▶ TASK STATEMENT
Leaving the pictures aside, write out the whole listing below exactly.

▶ DATASET EXCERPTS
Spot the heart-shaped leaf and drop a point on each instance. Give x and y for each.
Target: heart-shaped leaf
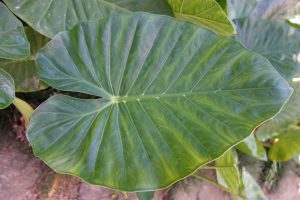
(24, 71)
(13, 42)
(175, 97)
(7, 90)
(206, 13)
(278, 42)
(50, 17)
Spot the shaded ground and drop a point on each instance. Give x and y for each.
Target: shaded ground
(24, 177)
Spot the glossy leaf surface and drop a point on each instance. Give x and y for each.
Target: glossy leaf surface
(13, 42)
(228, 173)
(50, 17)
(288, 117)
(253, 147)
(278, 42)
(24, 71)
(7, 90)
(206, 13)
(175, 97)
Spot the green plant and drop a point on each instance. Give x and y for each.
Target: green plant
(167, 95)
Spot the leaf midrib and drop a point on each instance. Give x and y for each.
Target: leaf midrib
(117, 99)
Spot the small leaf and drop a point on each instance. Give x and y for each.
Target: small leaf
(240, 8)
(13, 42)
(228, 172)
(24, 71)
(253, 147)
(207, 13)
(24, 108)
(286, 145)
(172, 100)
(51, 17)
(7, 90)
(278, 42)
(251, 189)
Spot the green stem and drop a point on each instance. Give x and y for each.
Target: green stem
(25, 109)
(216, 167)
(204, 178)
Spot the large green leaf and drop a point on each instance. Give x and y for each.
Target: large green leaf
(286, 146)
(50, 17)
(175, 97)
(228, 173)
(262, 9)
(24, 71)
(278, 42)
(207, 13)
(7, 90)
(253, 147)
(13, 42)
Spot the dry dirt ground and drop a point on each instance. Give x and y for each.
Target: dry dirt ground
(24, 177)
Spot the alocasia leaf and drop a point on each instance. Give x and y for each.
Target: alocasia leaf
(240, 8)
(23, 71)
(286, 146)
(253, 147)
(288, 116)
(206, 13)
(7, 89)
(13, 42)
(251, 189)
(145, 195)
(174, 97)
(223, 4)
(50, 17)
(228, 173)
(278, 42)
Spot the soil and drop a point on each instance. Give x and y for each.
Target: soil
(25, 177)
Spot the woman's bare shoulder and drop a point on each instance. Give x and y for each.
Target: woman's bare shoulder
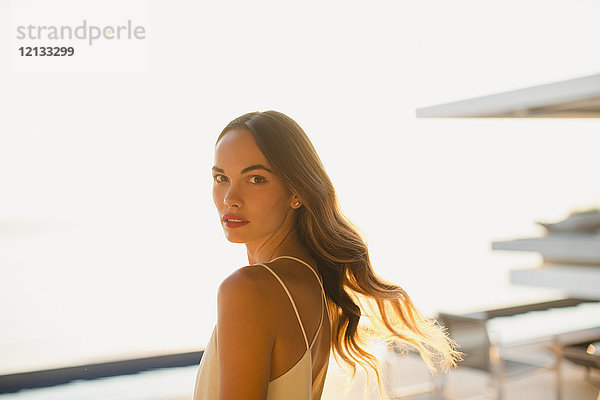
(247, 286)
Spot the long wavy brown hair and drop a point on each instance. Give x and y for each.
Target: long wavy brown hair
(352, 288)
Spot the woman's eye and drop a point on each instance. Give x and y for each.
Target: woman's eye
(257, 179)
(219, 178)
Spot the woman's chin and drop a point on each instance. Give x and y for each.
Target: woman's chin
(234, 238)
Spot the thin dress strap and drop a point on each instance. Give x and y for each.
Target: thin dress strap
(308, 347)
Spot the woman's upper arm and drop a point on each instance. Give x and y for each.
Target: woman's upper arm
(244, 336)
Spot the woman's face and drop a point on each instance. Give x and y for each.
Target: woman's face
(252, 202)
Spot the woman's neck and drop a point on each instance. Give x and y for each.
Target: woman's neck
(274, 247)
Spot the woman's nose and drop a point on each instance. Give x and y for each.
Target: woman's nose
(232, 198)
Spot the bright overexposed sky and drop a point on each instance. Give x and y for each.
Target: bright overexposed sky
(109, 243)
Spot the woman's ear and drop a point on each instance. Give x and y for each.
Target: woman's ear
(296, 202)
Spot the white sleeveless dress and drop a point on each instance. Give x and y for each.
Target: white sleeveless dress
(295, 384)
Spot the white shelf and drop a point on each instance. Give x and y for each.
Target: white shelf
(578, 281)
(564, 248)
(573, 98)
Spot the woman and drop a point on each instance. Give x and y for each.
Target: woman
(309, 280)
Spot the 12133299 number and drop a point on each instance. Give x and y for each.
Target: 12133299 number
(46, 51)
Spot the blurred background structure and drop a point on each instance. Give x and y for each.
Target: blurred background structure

▶ SOLUTION FOR THIS EXERCISE
Spot the heart-shaped leaf and drop a point on each instance. Give x and y for each.
Target: heart-shaped leaf
(24, 71)
(13, 42)
(175, 97)
(7, 90)
(206, 13)
(278, 42)
(50, 17)
Spot the shaded ground and drop a point on each instance. Give x and y for each.
Target: shaded ground
(24, 177)
Spot the glossy leaf surface and drop a point on each instance. Give x and y for each.
Target: glossy leaf surface
(13, 42)
(228, 173)
(50, 17)
(288, 117)
(253, 147)
(278, 42)
(24, 71)
(7, 90)
(206, 13)
(175, 97)
Spot the green plant and drop a point on each instance. Give x and y for each.
Target: green plant
(167, 95)
Spot the leaf midrib and drop a point on each instance. Give x and y for each.
Target: leaf midrib
(117, 99)
Spot the small leaf and drop a point on each instance. Give x and y for each.
Target: small leaf
(240, 8)
(13, 42)
(228, 172)
(24, 71)
(253, 147)
(207, 13)
(24, 108)
(286, 145)
(172, 100)
(51, 17)
(7, 90)
(278, 42)
(251, 189)
Spot the green stem and drop a point on each instance. Give x and y for each.
Target: green stem
(25, 109)
(216, 167)
(204, 178)
Spot the large green leaf and drop a point on each instance. Give x and y for each.
Target: large green leaf
(286, 146)
(50, 17)
(175, 97)
(228, 173)
(262, 9)
(24, 71)
(278, 42)
(207, 13)
(7, 90)
(253, 147)
(13, 42)
Spot the dry dirt ground and drop a point on each instance. Give x and y for each.
Target: dry dirt ground
(24, 177)
Spot the alocasia leaf and drop a point on each instance. Give x and y for each.
Target: alocasia leaf
(240, 8)
(23, 71)
(286, 146)
(253, 147)
(288, 116)
(206, 13)
(7, 89)
(13, 42)
(251, 189)
(145, 195)
(174, 97)
(223, 4)
(50, 17)
(228, 173)
(278, 42)
Spot the soil and drop a point on each instance. Give x and y for each.
Target: soil
(25, 177)
Spot the woman's bare shoulder and drop a point on each instance. Give x and y for each.
Target: woman's bare shoulder
(247, 286)
Spot the long wavy brown hair and drop a point on each instance. Give x and y for each.
Target: long wavy brown hair
(352, 288)
Spot the woman's eye and drop a point on each instance. Give x and y for each.
Target: woman's eye
(257, 179)
(219, 178)
Spot the woman's chin and drop a point on each instance. Give x and y for each.
Target: woman's chin
(234, 238)
Spot the thin dress strap and drop a point on each instance. Give x and y for each.
Target: thin dress strap
(308, 347)
Spot the woman's upper arm and drop a point on each instance. Give x and y for each.
Target: woman's upper arm
(244, 336)
Spot the woman's face and drop a point on each instance. Give x and y for each.
Target: woman's face
(252, 202)
Spot the woman's neck and drop a point on each instance. Give x and y for each.
Target: woman's neck
(274, 247)
Spot the woman's nose and drop a point on each instance. Give x and y for each.
Target: woman's nose
(232, 198)
Spot the bright overexposed sky and drop a point on each instance. Give x and y for each.
Target: bright overexposed sky
(109, 243)
Spot the woman's ear and drop a point on each instance. Give x and y for each.
Target: woman's ear
(296, 202)
Spot the white sleeveless dress and drop a point on each instance. Give x and y for each.
Target: white sleeveless dress
(295, 384)
Spot the white shelf and drop a point on each instance. Give x and y for each.
Target: white shelf
(578, 281)
(564, 248)
(573, 98)
Spot the woman and drop a point on each instance. Give x and y for each.
Target: woman
(309, 280)
Spot the 12133299 number and drop a point on each instance. Give x and y for each.
Target: 12133299 number
(46, 51)
Spot the blurred background structure and drop a point on each instance. Give x and y for each.
Target: blurred background structure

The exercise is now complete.